I am a Postdoctoral Fellow with the Social Sciences at Humanities Research Council of Canada at York University (Toronto, Ontario).

My research sits at the intersections of performance studies, media studies, and critical ethnic studies. My work broadly explores how the concept of the “multiracial” (or “mixed-race”) performs within twenty-first century North American art and media contexts. Unmooring “mixed-race” from its dominant equivalence with racial self-identification, I examine multiraciality as an aesthetic and political logic apparent across art, popular culture, and the performances of everyday life.

 I am currently working towards my first book, which elaborates on my dissertation research. My dissertation, “Theorizing a Multiracial Choreographic Analytic: Experimental Dance and the Politics of Mixed-Race in the Twenty-First Century,” theorizes and applies an original multiracial choreographic analytic for interpreting twenty-first century US-based experimental dance. Advancing an epistemological position, rather than an ontology, my analytic distills insights from mixed-race discourses into a series of propositions for analyzing elements of the choreographic event (movement techniques, costumes, props), regardless of whether the dance literally depicts multiracial-identified people or recognizable mixed-race themes.
++++++
* Exercise task 1
Reproduce the research statement word for word from "I am currently" up to and including "recognizable mixed-race themes.".
* Exercise task 2
Decide whether each statement agrees with the research statement, answering yes or no and quoting the deciding words: (a) The postdoctoral fellowship is held at York University. (b) The dissertation analyzes experimental dance based in Europe. (c) The analytic applies only to dances that depict multiracial-identified people.

Extracted data entries
++++++
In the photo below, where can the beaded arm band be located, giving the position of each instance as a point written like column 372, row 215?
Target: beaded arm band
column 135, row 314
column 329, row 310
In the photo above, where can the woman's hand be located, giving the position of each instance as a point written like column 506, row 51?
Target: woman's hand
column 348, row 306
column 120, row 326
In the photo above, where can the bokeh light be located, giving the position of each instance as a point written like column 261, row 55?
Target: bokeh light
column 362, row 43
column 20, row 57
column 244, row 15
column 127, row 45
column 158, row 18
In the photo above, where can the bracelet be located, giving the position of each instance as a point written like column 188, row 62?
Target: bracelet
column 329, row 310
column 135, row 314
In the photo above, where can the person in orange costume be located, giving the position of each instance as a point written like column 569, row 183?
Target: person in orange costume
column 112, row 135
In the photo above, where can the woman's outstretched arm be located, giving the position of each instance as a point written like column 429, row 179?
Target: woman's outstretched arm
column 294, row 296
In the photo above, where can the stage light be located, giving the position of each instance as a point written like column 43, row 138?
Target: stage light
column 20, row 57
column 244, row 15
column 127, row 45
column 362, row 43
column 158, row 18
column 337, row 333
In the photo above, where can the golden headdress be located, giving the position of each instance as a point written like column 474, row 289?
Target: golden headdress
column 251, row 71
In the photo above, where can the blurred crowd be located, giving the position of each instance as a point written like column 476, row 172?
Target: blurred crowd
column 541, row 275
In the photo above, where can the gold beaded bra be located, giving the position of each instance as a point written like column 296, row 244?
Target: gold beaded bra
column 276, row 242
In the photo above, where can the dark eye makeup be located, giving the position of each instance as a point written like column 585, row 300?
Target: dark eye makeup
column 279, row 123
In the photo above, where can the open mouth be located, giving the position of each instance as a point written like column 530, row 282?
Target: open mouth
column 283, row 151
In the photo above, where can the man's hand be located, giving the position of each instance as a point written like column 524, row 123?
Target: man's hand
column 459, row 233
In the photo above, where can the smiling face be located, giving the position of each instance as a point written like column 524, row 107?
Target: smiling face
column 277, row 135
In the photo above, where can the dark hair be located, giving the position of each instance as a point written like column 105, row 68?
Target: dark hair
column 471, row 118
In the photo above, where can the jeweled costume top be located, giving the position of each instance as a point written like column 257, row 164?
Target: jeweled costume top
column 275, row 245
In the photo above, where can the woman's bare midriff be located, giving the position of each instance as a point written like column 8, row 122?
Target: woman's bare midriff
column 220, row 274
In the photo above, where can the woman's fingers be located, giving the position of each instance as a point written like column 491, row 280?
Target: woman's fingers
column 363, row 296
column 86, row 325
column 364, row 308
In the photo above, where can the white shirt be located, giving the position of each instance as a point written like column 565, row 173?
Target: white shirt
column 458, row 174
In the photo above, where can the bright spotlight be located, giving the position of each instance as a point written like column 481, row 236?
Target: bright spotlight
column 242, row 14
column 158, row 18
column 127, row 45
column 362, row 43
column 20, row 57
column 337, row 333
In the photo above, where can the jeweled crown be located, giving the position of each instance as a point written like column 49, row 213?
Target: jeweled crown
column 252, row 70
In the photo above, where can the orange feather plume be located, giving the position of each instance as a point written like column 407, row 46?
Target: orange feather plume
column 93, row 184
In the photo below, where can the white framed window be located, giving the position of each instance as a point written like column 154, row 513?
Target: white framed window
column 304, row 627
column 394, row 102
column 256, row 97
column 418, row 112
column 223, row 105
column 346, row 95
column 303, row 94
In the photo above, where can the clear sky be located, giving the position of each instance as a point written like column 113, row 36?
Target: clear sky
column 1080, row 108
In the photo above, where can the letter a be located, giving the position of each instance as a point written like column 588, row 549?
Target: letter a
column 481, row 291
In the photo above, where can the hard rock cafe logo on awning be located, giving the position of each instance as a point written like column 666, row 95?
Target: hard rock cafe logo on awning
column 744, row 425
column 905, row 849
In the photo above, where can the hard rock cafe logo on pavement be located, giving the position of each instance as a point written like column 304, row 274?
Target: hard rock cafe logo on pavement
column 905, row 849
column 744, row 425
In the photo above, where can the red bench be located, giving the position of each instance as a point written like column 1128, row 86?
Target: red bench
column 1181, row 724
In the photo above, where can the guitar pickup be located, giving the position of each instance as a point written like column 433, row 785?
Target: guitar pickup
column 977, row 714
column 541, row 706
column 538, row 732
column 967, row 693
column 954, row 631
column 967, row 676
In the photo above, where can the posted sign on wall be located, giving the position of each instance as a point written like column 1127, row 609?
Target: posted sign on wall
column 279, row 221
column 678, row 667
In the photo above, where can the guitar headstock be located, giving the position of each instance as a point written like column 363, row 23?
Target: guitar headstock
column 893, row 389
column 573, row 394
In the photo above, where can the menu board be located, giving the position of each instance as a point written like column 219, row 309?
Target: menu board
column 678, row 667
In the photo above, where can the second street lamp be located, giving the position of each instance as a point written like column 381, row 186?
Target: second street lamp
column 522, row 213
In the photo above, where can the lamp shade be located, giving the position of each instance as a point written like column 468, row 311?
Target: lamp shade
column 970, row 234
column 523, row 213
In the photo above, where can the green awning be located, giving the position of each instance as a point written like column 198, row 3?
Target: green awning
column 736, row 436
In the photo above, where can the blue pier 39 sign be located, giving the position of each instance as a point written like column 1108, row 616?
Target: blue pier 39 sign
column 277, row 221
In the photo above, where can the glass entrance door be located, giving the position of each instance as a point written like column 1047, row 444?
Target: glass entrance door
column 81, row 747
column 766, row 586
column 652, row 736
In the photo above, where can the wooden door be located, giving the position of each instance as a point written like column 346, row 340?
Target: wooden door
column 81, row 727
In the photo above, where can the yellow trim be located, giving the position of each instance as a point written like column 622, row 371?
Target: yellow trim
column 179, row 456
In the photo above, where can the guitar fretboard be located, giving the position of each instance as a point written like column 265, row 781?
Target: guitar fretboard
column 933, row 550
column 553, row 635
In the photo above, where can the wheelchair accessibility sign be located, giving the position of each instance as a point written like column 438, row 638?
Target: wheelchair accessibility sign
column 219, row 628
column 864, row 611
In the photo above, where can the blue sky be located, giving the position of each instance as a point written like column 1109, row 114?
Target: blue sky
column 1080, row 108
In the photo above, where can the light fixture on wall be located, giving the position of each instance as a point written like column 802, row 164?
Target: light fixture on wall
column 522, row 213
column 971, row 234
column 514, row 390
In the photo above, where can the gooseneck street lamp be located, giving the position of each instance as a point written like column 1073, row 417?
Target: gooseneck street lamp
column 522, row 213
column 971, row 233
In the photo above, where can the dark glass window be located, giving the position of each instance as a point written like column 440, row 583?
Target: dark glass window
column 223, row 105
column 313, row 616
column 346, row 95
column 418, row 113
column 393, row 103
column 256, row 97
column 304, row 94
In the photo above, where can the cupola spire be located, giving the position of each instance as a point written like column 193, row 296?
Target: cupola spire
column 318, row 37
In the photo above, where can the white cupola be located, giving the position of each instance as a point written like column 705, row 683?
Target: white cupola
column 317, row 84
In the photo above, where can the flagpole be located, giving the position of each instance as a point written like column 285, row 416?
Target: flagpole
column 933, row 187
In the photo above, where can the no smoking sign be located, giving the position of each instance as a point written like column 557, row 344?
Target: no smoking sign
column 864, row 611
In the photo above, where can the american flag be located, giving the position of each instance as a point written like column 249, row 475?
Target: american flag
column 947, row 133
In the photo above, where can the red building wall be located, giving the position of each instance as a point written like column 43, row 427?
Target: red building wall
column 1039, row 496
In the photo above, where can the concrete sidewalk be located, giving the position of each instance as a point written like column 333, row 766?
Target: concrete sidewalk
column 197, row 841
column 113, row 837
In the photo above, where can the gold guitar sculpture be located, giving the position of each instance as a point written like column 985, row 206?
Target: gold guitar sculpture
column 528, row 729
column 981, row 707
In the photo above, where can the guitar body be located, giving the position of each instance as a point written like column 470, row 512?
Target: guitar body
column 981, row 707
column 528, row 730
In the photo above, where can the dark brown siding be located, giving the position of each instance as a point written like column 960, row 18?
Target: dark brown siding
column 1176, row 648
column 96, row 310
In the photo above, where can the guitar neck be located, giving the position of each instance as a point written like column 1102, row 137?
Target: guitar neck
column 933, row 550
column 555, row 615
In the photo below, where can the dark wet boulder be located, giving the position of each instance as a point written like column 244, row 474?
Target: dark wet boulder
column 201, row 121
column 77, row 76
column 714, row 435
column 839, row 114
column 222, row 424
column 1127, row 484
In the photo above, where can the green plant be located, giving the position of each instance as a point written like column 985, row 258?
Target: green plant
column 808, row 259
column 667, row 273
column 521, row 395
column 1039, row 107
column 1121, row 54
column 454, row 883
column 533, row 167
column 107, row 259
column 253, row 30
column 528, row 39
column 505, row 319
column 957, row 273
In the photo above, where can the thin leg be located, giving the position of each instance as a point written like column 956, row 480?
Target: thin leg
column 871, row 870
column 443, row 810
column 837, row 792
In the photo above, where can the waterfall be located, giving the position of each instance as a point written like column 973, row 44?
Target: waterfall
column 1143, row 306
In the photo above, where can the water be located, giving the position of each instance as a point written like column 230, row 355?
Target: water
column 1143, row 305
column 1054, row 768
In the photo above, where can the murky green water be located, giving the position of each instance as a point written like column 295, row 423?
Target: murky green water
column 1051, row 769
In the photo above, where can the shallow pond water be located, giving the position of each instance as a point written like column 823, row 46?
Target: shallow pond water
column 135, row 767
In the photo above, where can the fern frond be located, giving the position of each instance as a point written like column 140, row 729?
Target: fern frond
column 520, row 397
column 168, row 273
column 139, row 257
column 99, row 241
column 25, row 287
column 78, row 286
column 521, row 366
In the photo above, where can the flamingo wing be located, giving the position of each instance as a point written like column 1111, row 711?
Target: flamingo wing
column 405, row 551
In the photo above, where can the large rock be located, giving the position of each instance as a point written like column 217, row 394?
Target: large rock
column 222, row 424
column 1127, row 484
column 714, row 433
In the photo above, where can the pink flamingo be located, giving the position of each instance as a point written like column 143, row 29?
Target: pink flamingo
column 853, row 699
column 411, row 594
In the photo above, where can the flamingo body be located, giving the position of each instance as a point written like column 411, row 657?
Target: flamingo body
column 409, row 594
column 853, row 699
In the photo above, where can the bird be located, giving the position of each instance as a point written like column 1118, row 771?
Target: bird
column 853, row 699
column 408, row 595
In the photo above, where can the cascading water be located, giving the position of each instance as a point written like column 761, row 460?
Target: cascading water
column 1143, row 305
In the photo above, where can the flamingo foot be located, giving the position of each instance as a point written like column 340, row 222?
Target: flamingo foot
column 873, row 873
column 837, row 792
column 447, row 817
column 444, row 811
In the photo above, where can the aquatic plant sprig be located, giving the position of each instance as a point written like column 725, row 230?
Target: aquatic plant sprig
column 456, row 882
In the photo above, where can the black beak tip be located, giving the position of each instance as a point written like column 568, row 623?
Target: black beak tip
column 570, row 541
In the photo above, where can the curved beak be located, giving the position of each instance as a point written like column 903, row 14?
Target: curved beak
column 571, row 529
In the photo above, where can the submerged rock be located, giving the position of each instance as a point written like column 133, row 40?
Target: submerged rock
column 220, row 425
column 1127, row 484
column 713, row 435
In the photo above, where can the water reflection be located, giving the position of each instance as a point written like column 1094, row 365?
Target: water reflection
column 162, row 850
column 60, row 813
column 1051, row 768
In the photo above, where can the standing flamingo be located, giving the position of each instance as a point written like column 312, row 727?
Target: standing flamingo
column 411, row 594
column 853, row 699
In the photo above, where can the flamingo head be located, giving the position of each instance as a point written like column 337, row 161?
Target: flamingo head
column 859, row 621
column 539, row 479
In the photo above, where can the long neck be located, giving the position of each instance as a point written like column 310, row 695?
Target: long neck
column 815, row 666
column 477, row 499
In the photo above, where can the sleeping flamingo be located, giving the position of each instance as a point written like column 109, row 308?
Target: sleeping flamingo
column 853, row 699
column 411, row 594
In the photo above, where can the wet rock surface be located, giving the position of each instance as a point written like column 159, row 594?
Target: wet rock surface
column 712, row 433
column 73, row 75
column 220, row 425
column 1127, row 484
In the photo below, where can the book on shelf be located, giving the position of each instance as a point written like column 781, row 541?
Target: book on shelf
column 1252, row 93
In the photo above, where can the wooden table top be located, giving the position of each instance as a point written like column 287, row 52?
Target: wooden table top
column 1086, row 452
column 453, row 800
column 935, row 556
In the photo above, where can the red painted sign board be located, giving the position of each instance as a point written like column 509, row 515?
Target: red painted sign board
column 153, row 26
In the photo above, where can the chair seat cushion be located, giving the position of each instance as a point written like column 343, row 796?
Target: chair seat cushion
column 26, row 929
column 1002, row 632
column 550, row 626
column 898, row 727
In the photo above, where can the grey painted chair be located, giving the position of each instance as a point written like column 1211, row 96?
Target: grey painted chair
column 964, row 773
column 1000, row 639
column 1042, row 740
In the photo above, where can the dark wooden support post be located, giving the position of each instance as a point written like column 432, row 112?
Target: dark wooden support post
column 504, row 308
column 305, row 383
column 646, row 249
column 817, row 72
++++++
* Task solution 1
I am currently working towards my first book, which elaborates on my dissertation research. My dissertation, “Theorizing a Multiracial Choreographic Analytic: Experimental Dance and the Politics of Mixed-Race in the Twenty-First Century,” theorizes and applies an original multiracial choreographic analytic for interpreting twenty-first century US-based experimental dance. Advancing an epistemological position, rather than an ontology, my analytic distills insights from mixed-race discourses into a series of propositions for analyzing elements of the choreographic event (movement techniques, costumes, props), regardless of whether the dance literally depicts multiracial-identified people or recognizable mixed-race themes.

* Task solution 2
(a) Yes: "at York University (Toronto, Ontario)"
(b) No: "twenty-first century US-based experimental dance"
(c) No: "regardless of whether the dance literally depicts multiracial-identified people or recognizable mixed-race themes"